* [Task details] Find the line containing "Pick-planner input: for every instance of the yellow". Reproduce it and every line after it up to the end of the records, exactly as written.

Data listing

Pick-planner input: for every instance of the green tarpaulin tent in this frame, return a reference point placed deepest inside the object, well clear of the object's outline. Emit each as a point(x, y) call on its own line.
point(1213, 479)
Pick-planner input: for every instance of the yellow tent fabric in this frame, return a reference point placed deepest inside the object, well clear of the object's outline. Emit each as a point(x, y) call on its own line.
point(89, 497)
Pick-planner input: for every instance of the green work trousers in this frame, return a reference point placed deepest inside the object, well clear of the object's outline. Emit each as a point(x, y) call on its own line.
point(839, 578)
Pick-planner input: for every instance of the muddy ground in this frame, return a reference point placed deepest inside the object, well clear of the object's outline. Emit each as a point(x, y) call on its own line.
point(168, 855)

* [Problem solution]
Pick-planner input: for every instance of the yellow tent fabric in this frame, return a reference point placed deepest inside the object, well clear of the object's outline. Emit each as a point(x, y) call on its own line.
point(89, 497)
Pick-planner input: for every instance of the green work trousers in this frame, return a reference point placed deepest inside the object, well clear of the object's outline. Emit each as a point(x, y) call on its own line.
point(839, 578)
Pick-planner input: for every instance of the muddy ground in this frame, return a reference point placed deepest inside the object, well clear of the object's outline. Emit each as a point(x, y) call on its own line.
point(168, 855)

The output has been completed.